> _WHAT YOU HAVE TO DO_:
Rescale the items from the very first line through the line with "(318, 174), (379, 221)", both included, and write out every line again. Multiply each answer box coordinate by 0.95 and round to a whole number, rounding halves up. Leave all other lines unchanged.

> _MATERIAL PROVIDED_:

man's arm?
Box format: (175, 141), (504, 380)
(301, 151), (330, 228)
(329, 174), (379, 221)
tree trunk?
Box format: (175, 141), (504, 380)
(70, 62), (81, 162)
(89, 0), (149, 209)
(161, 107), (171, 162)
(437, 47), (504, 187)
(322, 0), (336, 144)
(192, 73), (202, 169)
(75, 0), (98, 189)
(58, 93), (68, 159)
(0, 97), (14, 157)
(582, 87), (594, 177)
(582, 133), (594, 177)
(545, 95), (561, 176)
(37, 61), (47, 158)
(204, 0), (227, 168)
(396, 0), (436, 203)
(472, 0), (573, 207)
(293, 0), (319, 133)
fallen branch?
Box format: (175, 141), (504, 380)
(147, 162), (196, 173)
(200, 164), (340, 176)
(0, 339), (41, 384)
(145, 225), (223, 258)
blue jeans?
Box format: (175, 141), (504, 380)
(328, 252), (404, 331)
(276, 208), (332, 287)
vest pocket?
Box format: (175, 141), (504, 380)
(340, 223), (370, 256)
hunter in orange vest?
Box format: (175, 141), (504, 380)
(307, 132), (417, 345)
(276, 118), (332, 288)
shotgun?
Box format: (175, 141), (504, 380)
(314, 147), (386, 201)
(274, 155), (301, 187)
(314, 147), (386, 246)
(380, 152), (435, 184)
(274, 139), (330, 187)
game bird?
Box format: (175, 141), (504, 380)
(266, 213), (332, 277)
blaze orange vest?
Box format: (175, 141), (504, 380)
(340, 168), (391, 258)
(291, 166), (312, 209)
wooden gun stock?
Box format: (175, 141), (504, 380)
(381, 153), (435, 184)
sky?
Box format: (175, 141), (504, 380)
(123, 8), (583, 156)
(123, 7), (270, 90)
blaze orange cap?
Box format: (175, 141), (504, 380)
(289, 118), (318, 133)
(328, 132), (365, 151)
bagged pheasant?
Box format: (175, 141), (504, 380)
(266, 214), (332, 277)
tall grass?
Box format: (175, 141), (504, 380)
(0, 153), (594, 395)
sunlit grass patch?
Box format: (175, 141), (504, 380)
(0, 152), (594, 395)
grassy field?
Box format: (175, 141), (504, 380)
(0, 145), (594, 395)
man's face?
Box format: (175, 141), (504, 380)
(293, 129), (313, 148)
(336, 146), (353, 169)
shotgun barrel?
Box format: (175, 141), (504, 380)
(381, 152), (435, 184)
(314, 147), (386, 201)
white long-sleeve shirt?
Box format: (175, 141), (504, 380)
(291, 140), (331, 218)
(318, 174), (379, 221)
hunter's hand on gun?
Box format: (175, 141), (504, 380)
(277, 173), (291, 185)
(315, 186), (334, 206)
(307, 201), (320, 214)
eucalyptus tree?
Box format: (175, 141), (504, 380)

> _SOLVED PROBLEM_:
man's arm?
Box format: (175, 141), (504, 380)
(286, 143), (314, 217)
(313, 165), (360, 210)
tree trunk?
Box format: (175, 141), (504, 380)
(67, 59), (77, 154)
(85, 0), (142, 199)
(153, 102), (162, 154)
(415, 45), (479, 178)
(306, 0), (319, 137)
(182, 69), (192, 161)
(71, 0), (93, 180)
(55, 88), (65, 151)
(0, 92), (13, 149)
(553, 83), (564, 168)
(553, 126), (564, 168)
(518, 90), (533, 167)
(35, 58), (45, 150)
(194, 0), (216, 160)
(376, 0), (414, 193)
(448, 0), (544, 197)
(278, 0), (303, 126)
fallen branch?
Box format: (175, 141), (504, 380)
(140, 154), (186, 164)
(190, 156), (323, 167)
(0, 322), (39, 365)
(138, 214), (212, 245)
blue jeans?
Box format: (175, 141), (504, 380)
(312, 239), (384, 314)
(262, 198), (315, 273)
vest pocket?
Box format: (175, 141), (504, 380)
(323, 212), (352, 243)
hunter in orange vest?
Box format: (175, 141), (504, 380)
(292, 125), (396, 328)
(262, 112), (315, 274)
shotgun?
Box format: (175, 141), (504, 380)
(298, 140), (367, 191)
(260, 147), (286, 178)
(298, 140), (367, 234)
(361, 144), (413, 175)
(260, 132), (314, 178)
game bird?
Box format: (175, 141), (504, 380)
(253, 202), (315, 263)
blaze orange vest?
Box format: (175, 141), (504, 380)
(323, 160), (371, 245)
(276, 158), (296, 199)
wooden gun stock?
Box format: (175, 141), (504, 380)
(362, 145), (413, 175)
sky?
Box format: (175, 141), (504, 380)
(117, 8), (554, 148)
(117, 7), (257, 86)
blaze orange cap?
Box format: (175, 141), (504, 380)
(275, 112), (302, 126)
(312, 125), (347, 143)
bagged pheasant?
Box format: (175, 141), (504, 380)
(253, 203), (315, 263)
tall grass?
Box format: (175, 141), (504, 380)
(0, 145), (564, 375)
sunlit grass patch?
Box format: (175, 141), (504, 380)
(0, 144), (564, 375)
grassy field?
Box format: (175, 141), (504, 380)
(0, 138), (564, 375)
man's face?
Box format: (175, 141), (504, 380)
(278, 123), (297, 141)
(319, 139), (335, 161)
shotgun barrel?
Box format: (175, 141), (504, 380)
(362, 144), (413, 175)
(298, 140), (367, 191)
white long-sleeve shirt?
Box format: (175, 141), (504, 380)
(276, 133), (314, 207)
(302, 165), (360, 210)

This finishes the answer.